▸ EXCERPT PROVIDED:
Skip to content

In hash table, find the minimal value or successor of a value takes \(O(n)\) time. Can we do better?

Binary Search Tree

A data structure: For each node, all values in the left subtree are less than the value of this node; all values in the right subtree are greater than the value of this node.

Each node: value (or key-value pair), pointer to the left subtree, pointer to the right subtree.

Operations

Find(x): Start from the root, do

  • If x<cur, Find(x.left)
  • If x>cur, Find(x.right)
  • If x==cur, return cur. (If reach the leaf but not equal, return Not Found)

Find the minimal value: Always go left. The leftmost leaf.

Find the maximal value: Always go right, The rightmost leaf.

Find the successor of value \(x\):

  • If \(x\) has the right subtree, find the minimal value in the right subtree.
  • If \(x\) doesn't have the right subtree, go up and find the first ancestor on the right.

Insert a value \(x\): Similar to the find operation.

Problem of Binary Search Tree

All these operation calls for \(O(\text{height of the tree})\). In the worst cases the height is \(n\), i.e., the binary search tree becomes a linked list.

Can we insert/delete the element s.t. the height of the tree is always \(O(\log n)\)? Yes

Balanced Binary Search Tree

For example Red-black Tree.

  1. It is a binary search tree, nodes are either black or red.
  2. The root is black.
  3. Leaves are black and nil.
  4. Red nodes have \(2\) black childs.
  5. For every node \(v\), all path from \(v\) to leaves have the same number of black nodes.

Definition

The height of node \(v\): The maximum distance from \(v\) to a leaf.

Coordinate annotation rows:
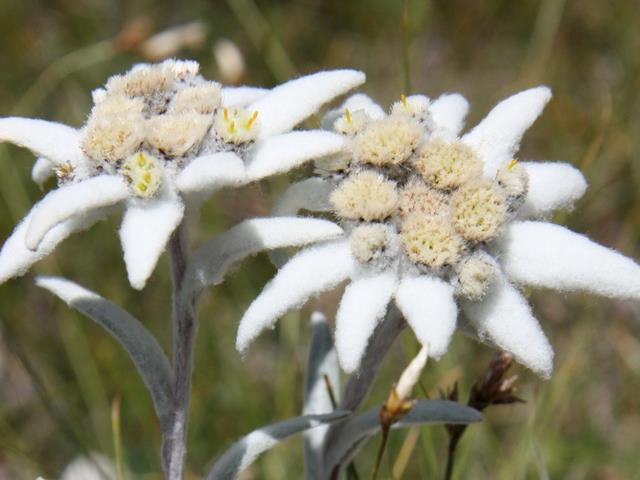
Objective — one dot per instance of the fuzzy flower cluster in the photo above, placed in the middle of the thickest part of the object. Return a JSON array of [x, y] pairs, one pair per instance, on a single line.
[[159, 139], [445, 225]]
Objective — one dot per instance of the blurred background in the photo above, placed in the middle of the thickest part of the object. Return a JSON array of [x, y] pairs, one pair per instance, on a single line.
[[61, 375]]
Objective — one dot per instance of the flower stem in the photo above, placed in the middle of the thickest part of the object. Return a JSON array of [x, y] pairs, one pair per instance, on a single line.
[[184, 327]]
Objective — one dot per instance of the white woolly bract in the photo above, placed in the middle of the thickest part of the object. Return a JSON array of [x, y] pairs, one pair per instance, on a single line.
[[310, 194], [16, 258], [144, 233], [496, 138], [244, 452], [552, 185], [57, 142], [284, 152], [428, 305], [448, 113], [208, 173], [363, 305], [357, 101], [310, 272], [214, 258], [411, 374], [142, 347], [42, 171], [71, 200], [505, 318], [547, 255], [290, 103], [241, 96]]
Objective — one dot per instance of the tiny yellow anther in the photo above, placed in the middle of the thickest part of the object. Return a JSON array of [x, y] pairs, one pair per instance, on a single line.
[[251, 120]]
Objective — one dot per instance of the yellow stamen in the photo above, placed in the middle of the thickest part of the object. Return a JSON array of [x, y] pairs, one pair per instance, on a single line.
[[251, 120]]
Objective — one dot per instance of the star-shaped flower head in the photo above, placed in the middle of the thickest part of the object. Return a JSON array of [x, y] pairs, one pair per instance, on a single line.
[[438, 223], [158, 139]]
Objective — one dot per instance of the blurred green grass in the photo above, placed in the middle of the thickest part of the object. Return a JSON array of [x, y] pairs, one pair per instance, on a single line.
[[59, 373]]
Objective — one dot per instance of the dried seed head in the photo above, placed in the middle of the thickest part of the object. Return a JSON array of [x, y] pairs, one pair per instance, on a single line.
[[368, 242], [236, 125], [514, 180], [203, 98], [113, 137], [430, 240], [365, 195], [351, 123], [476, 274], [389, 141], [416, 197], [175, 134], [144, 172], [479, 210], [447, 165]]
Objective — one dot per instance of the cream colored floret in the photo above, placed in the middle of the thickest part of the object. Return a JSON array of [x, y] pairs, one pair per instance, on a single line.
[[175, 134], [475, 275], [236, 125], [430, 240], [447, 165], [368, 242], [113, 137], [351, 123], [416, 197], [144, 172], [513, 178], [389, 141], [479, 209], [204, 98], [366, 195]]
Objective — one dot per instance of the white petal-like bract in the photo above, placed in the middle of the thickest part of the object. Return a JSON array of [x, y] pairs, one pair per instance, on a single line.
[[362, 307], [57, 142], [241, 96], [428, 305], [16, 258], [552, 185], [42, 171], [210, 172], [288, 104], [546, 255], [145, 231], [282, 153], [310, 272], [214, 258], [505, 318], [71, 200], [448, 112], [310, 194], [497, 138]]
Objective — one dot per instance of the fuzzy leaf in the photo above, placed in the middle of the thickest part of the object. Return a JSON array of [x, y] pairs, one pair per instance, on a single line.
[[73, 200], [288, 104], [322, 361], [142, 347], [246, 450], [282, 153], [355, 431], [56, 142]]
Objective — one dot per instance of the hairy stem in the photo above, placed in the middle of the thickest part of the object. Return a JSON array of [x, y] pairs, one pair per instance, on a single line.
[[184, 327]]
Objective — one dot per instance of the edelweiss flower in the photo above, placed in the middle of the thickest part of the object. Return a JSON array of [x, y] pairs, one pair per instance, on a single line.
[[439, 222], [160, 138]]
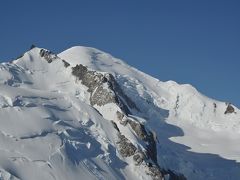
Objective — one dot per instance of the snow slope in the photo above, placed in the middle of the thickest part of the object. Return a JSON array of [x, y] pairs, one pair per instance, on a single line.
[[50, 129]]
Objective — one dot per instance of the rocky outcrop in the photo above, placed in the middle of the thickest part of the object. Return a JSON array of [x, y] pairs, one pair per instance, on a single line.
[[66, 64], [103, 88], [230, 109], [126, 148], [139, 129], [48, 55]]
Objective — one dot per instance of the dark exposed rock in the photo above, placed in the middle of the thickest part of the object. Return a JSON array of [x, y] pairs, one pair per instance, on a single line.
[[103, 88], [120, 116], [139, 157], [115, 126], [126, 148], [66, 64], [152, 147], [48, 55], [139, 129], [32, 46], [230, 109], [154, 172]]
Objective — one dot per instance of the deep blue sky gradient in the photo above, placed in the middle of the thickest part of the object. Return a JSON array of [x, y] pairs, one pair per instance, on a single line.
[[189, 41]]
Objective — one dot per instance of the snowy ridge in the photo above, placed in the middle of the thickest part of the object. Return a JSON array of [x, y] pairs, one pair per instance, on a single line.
[[107, 120]]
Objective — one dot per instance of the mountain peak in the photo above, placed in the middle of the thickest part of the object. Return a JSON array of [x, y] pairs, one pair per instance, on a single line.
[[85, 113]]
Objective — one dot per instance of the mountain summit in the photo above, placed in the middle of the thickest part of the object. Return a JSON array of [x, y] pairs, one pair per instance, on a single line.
[[83, 114]]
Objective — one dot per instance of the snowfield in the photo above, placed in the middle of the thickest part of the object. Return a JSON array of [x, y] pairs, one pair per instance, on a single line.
[[56, 125]]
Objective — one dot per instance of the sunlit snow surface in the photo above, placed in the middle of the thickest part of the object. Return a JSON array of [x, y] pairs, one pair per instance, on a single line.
[[49, 130]]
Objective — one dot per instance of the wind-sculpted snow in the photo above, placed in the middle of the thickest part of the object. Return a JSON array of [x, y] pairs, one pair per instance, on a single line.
[[83, 114]]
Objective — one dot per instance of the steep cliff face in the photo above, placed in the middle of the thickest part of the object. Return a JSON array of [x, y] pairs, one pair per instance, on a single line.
[[85, 114]]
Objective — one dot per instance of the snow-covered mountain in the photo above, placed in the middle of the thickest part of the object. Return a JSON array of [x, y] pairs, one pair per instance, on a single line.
[[83, 114]]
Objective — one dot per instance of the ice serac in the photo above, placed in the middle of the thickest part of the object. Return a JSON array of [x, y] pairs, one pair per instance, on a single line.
[[85, 114]]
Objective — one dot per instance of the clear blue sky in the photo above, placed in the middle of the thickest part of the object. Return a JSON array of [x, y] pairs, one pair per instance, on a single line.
[[189, 41]]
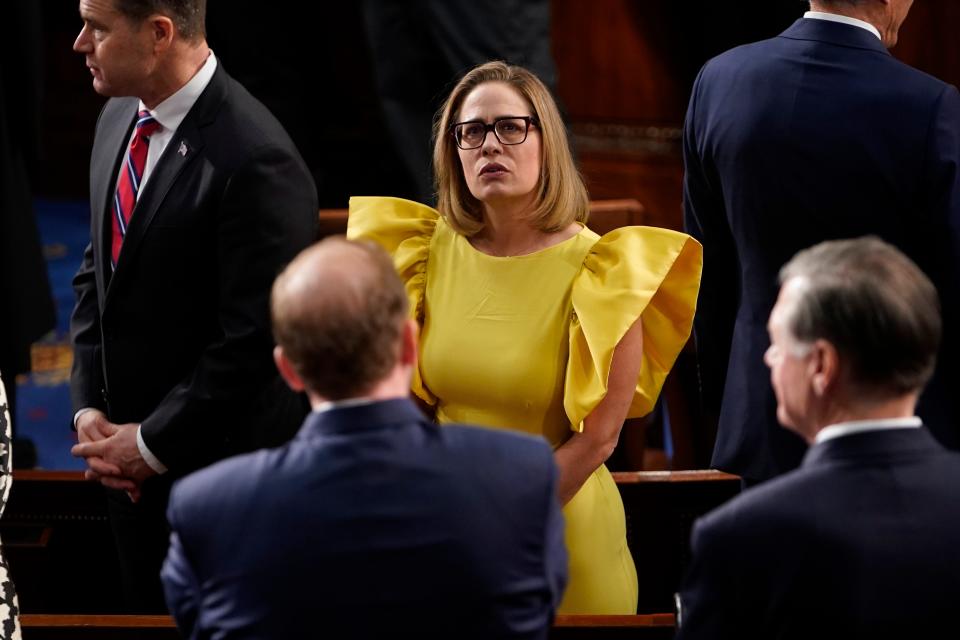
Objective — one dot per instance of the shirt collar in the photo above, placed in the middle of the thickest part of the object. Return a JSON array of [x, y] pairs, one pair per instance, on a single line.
[[343, 404], [860, 426], [834, 17], [171, 112]]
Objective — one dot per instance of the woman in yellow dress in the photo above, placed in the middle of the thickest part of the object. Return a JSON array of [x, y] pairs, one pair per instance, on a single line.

▸ PROBLEM DESCRIPTION:
Extend the notes on binary search trees above, picking up after their last sentence.

▸ RESPONSE TO THIS EXERCISE:
Black height of node \(v\): The maximum number of back node on the path from \(v\) to the leaf. (Not count itself)

Proposition: \(\text{height}(v)\leq2\cdot BH(v)\).

Lower bound for the number of descendants (not count leafs) of a node as a function of its black height:

  • \(1+\) size of left subtree \(v\) + size of right subtree of \(v\geq 2^{BH(v)}-1\).

Proof by induction, we get the height of the tree is \(O(\log n)\).

Operations

Find in red-black tree: \(O(\log n)\)

Insert: \(O(\log n)\) We need to keep all properties satisfied

  1. Do a normal binary search tree insert, set the new node red.
  2. Rotate and recolor. This step takes \(O(1)\) time.

Delete: Similar to insert, but consider more cases. \(O(\log n)\).

Summary

Red-black tree implements dictionary. Find, insert, delete, find minimal, find maximal, find successor all takes \(O(\log n)\) time

Red-black Tree VS. Hash Table

  1. Do the benchmark.
  2. If we need to find minimal/maximal/successor, use red-black tree.
  3. If the whole dictionary is a key: use red-black tree.
  4. Real-time request? red-black tree.

Otherwise, use hash table.

Other Balanced Tree

AVL tree, B-tree...